**PROVIDED ENTRIES:**
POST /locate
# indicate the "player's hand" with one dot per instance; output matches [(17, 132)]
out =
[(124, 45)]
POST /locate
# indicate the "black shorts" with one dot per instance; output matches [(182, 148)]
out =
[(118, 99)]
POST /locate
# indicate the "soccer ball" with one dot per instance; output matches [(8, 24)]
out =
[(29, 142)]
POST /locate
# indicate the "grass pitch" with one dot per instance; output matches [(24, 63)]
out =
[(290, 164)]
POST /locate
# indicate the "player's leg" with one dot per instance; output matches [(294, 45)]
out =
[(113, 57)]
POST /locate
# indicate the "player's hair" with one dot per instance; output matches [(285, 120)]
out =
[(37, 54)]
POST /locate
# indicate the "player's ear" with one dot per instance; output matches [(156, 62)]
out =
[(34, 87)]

**WRITTEN REQUEST:** Arrange every line of the entries above as a Markdown table with the columns Row and Text. Number each line and leave out any blank lines.

**TASK OUTPUT:**
| Row | Text |
|---|---|
| 1 | POST /locate |
| 2 | # indicate the "player's hand" with one dot per instance; output matches [(17, 132)] |
| 3 | out = |
| 4 | [(124, 45)] |
| 5 | POST /locate |
| 6 | # indicate the "black shorts" with one dot per instance; output matches [(182, 148)] |
| 7 | out = |
| 8 | [(118, 99)] |
| 9 | POST /locate |
| 10 | # indicate the "soccer ball" with one dot per instance; output matches [(8, 24)] |
| 11 | out = |
| 12 | [(29, 142)] |
| 13 | POST /locate |
| 14 | # indicate the "grass pitch" with one dot per instance; output matches [(24, 63)] |
| 15 | out = |
| 16 | [(290, 164)] |
| 17 | POST /locate |
| 18 | # indicate the "player's leg" with one dot per instance; output matches [(294, 45)] |
| 19 | out = |
| 20 | [(113, 57)] |
| 21 | POST /locate |
| 22 | # indicate the "player's hair" with one dot per instance; output matches [(285, 120)] |
| 23 | out = |
| 24 | [(37, 54)] |
| 25 | POST /locate |
| 26 | # indicate the "player's ear" with one dot per instance; output matches [(156, 62)] |
| 27 | out = |
| 28 | [(34, 87)] |